The price decline due to relatively low import duty on LCD panels, higher penetration levels & the introduction of small entry-size models are key growth drivers in the segment. In 2015, total market for Flat Panel Display TV is expected to reach USD6.40 billion while 14.38 million units are expected to be bought in the same year.

b) Direct to Home (DTH):

The Set-Top Box (STB) market is growing rapidly, due to the expansion of DTH & introduction of the Conditional Access System (CAS) in metros. DTH subscriber base in India reached 88.40 million in FY16 & is expected to reach 200 million by 2018, thereby making India one of the worlds largest DTH market.

c) Refrigerators:

This segment makes up 31 per cent of the consumer appliances market. The import and export of refrigerators stood at 382.48 million & 250.22 million. Whereas in FY17 (April-Sept), the import stood around US$ 215.08 million and exports were valued at US$ 144.36 million.

d) Air Conditioners (ACs):

The Indian ACs market size by volume accounted for sales of 10 million units in 2015.The size of the residential segment of room ACs expanded to USD1.47 billion in 2015.The production of air conditioners was 27.96 lakh in FY16 and 17.12 lakh in FY17 (April-Oct) in the organized sector.

e) Washing Appliances:

This Segment size is estimated to be USD727 million in 2015. Washing machine is expected to exhibit 8-9 per cent year on year growth. In the organized sector, production of washing appliances was 43.10 lakh in FY16 and 31.09 lakh in FY17 (April-Oct).

Recent Investments by Key Players:

October 15:

Videocon planned an investment of US$ 76.38 million to set up mobile handset assembly plant in Punjab.

January 16:

Samsung India Electronics expanded its Smart Class initiative across the West-Bengal.

February 16:

Whirlpool Corporation announced investment of US$ 40.6 million in its dishwasher manufacturing facility, at Ohio.

SHORT PROBLEM 1: For the report on India's consumer appliances market, mark each statement yes or no and quote the words from the report that decide it: (a) Refrigerators make up 31 per cent of the consumer appliances market. (b) Whirlpool Corporation's dishwasher investment was for a facility in Punjab. (c) The DTH subscriber base in India reached 88.40 million in FY16.
These records are unrelated to the report on consumer appliances above.

Location labeling records:
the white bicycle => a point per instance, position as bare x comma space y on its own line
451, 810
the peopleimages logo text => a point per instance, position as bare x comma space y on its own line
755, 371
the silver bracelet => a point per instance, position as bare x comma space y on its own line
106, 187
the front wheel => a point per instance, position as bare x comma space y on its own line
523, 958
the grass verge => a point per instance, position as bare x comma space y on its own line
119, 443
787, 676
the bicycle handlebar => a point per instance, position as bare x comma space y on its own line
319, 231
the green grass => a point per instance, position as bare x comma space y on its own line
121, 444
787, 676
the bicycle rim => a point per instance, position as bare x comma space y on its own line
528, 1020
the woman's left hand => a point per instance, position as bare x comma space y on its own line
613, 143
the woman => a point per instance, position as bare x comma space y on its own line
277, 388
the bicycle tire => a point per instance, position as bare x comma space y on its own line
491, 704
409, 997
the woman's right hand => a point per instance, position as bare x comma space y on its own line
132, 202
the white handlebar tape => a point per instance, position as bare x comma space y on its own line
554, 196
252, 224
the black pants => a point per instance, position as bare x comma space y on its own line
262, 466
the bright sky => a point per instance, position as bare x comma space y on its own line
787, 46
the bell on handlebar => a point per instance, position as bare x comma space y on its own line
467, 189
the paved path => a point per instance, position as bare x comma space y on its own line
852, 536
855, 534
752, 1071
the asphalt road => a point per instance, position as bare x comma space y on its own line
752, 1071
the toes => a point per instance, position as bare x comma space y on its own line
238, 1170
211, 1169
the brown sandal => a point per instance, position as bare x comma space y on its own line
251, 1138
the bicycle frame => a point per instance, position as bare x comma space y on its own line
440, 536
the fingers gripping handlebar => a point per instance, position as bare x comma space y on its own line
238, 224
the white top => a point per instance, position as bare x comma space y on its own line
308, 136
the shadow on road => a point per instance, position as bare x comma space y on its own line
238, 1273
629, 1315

SHORT PROBLEM 2: In the location labeling records, write out the part that opens with the line containing "the brown sandal" and runs through the end of the records, substituting "street" for "road" and keeping everything else unchanged.

REPLY 1:
(a) Yes: "This segment makes up 31 per cent of the consumer appliances market."
(b) No: "Whirlpool Corporation announced investment of US$ 40.6 million in its dishwasher manufacturing facility, at Ohio."
(c) Yes: "DTH subscriber base in India reached 88.40 million in FY16"

REPLY 2:
the brown sandal => a point per instance, position as bare x comma space y on its own line
251, 1138
the bicycle frame => a point per instance, position as bare x comma space y on its own line
440, 536
the fingers gripping handlebar => a point per instance, position as bare x comma space y on its own line
238, 224
the white top => a point per instance, position as bare x comma space y on its own line
308, 136
the shadow on street => a point per instance, position as bare x comma space y on its own line
238, 1273
629, 1315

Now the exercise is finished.